Consignes:
(a) Selon l'extrait sur les plastiques agricoles, quelle région est le plus grand utilisateur de plastiques dans la production agricole ?
(b) Recopiez fidèlement le passage de l'extrait sur les plastiques agricoles, en commençant par « Le rapport indique » et en poursuivant jusqu'à « ne peut qu’augmenter. ».

─── Extrait

Alors que les déchets plastiques qui jonchent les plages et les océans attirent l’attention, le rapport de la FAO intitulé Évaluation des plastiques agricoles et de leur durabilité : un appel à l’action suggère que les terres que nous utilisons pour cultiver nos aliments sont contaminées par des quantités encore plus importantes de polluants plastiques.
« Les sols sont l’un des principaux récepteurs des plastiques agricoles et on sait qu’ils contiennent des quantités de microplastiques plus importantes que les océans », a déclaré Maria Helena Semedo, Directrice générale adjointe de la FAO.
Des chiffres surprenants
« Chaque année nous avons 12,5 millions de tonnes de produits plastiques qui sont utilisés dans la production végétale et animale », a expliqué le Directeur adjoint du Bureau du changement climatique, de la biodiversité et de l’environnement à la FAO, Zitouni Ould-Dada, au micro d’ONU Info.
« Et c’est une quantité presque équivalente aux 11 millions de tonnes qui sont rejetés sous forme de déchets marins. Et à cela s’ajoute aussi à près de 37 millions de tonnes utilisés dans les emballages alimentaires », a-t-il ajouté. « Les plus grands utilisateurs de produits plastiques sont les secteurs de l’agriculture et de l’élevage qui consomment environ 10 millions de tonnes par an et c’est un chiffre important parce que c’est à peu près 3% de la production mondiale de plastique ».
La pêche et l’aquaculture sont aussi responsables pour 2 millions de tonnes et la sylviculture est responsable pour 0,2 million de tonnes de produits plastiques.
Le rapport indique que l’Asie est le plus grand utilisateur de plastiques dans la production agricole, représentant près de la moitié de l’utilisation mondiale. En outre, en l’absence d’alternatives viables, la demande de plastique dans l’agriculture ne peut qu’augmenter.
Alors que la demande de plastique agricole continue d’augmenter, Mme Semedo a souligné la nécessité de mieux surveiller les quantités qui « fuient dans l’environnement à partir de l’agriculture ».
Peser les risques
Depuis leur apparition dans les années 1950, les plastiques sont devenus omniprésents. Dans l’agriculture, les produits en plastique contribuent grandement à la productivité, par exemple en couvrant le sol pour réduire les mauvaises herbes ; les filets qui protègent et stimulent la croissance des plantes, prolongent les saisons de culture et augmentent les rendements ; et les protections d’arbres, qui protègent les semis et les jeunes plants des animaux, contribuent à créer un microclimat propice à la croissance.
« Ce sont des opportunités importantes pour les agriculteurs », indique M. Ould-Dada. « Il y a aussi le bon facteur de la réduction de la demande en eau. On trouve que l’efficacité moyenne de l’utilisation de l’eau pour les cultures dans plusieurs régions en Chine, par exemple, aurait augmenté de presque 25% par rapport au contrôle qui est effectué sans paillage », explique-t-il.

──────
─── Relevés répertoriés

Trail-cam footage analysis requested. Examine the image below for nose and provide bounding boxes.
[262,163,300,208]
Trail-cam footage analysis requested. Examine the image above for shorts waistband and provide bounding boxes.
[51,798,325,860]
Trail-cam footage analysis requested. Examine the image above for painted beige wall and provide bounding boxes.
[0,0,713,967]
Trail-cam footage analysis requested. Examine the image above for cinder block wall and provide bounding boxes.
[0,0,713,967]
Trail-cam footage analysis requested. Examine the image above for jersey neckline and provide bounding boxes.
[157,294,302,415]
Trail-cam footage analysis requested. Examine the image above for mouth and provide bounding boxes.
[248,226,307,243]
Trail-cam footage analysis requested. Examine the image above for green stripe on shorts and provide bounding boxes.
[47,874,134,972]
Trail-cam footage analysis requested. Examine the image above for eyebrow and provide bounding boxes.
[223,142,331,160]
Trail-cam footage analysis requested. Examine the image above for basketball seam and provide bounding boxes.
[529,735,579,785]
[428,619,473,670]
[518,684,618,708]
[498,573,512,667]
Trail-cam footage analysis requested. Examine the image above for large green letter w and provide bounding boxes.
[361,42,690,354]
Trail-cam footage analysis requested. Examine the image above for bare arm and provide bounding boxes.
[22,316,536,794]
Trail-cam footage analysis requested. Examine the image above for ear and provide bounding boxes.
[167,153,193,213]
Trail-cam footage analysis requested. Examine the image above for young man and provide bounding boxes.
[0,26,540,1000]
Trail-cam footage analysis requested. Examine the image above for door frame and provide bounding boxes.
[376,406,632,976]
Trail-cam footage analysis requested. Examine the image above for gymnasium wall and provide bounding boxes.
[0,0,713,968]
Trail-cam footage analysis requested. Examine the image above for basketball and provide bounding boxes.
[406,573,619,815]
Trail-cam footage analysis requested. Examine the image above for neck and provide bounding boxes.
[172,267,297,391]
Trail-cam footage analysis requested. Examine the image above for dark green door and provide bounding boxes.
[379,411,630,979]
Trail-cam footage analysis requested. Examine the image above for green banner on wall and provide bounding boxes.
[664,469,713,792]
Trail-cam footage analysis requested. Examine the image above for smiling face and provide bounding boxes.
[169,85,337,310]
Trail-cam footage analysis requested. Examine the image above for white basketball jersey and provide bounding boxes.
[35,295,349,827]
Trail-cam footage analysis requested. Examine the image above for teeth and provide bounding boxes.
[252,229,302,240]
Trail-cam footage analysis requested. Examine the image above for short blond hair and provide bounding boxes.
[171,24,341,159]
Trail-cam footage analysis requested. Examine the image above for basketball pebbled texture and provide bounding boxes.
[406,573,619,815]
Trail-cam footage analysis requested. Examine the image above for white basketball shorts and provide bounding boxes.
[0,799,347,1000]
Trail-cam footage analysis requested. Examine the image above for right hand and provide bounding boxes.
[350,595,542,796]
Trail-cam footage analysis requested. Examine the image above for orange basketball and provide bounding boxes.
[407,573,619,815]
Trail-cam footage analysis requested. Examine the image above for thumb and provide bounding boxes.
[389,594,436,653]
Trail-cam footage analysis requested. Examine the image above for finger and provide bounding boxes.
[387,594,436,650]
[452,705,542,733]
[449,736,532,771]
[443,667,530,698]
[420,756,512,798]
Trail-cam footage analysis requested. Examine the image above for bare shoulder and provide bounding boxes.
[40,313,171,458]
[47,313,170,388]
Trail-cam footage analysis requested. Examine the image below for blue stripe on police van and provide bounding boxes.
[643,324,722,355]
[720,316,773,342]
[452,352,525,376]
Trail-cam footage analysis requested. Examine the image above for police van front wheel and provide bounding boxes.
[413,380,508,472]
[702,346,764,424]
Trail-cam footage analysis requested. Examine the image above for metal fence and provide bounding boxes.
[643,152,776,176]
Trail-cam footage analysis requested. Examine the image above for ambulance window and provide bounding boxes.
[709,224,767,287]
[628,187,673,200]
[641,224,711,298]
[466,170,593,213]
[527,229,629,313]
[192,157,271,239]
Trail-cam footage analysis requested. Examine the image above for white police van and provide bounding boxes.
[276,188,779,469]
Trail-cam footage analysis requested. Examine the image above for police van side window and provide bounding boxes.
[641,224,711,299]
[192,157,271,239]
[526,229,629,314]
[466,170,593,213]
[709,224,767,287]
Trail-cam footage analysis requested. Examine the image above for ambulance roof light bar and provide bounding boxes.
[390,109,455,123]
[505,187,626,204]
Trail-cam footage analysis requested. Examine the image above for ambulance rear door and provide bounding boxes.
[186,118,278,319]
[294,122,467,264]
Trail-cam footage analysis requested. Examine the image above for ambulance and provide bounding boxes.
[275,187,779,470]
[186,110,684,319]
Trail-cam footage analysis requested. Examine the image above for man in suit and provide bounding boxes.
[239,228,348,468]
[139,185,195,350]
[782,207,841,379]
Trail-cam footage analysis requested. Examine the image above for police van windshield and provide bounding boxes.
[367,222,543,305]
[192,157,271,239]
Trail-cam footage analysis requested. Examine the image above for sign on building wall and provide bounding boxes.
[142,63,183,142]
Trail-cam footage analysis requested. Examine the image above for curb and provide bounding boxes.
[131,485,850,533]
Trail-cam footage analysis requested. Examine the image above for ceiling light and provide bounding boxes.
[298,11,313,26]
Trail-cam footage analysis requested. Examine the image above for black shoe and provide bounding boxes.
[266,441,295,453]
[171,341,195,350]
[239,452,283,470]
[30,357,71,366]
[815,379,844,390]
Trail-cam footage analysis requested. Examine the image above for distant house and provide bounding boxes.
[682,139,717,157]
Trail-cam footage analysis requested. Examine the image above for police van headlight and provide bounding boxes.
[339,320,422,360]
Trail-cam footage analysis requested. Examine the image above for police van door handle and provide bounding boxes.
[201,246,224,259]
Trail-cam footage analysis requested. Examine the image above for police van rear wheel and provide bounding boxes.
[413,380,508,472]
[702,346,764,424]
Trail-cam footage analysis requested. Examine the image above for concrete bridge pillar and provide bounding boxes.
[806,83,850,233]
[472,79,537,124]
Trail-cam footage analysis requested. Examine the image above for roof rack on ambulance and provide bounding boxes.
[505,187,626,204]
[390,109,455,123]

──────

Réponses rédigées:
(a) L'Asie, qui représente près de la moitié de l'utilisation mondiale.

(b)
Le rapport indique que l’Asie est le plus grand utilisateur de plastiques dans la production agricole, représentant près de la moitié de l’utilisation mondiale. En outre, en l’absence d’alternatives viables, la demande de plastique dans l’agriculture ne peut qu’augmenter.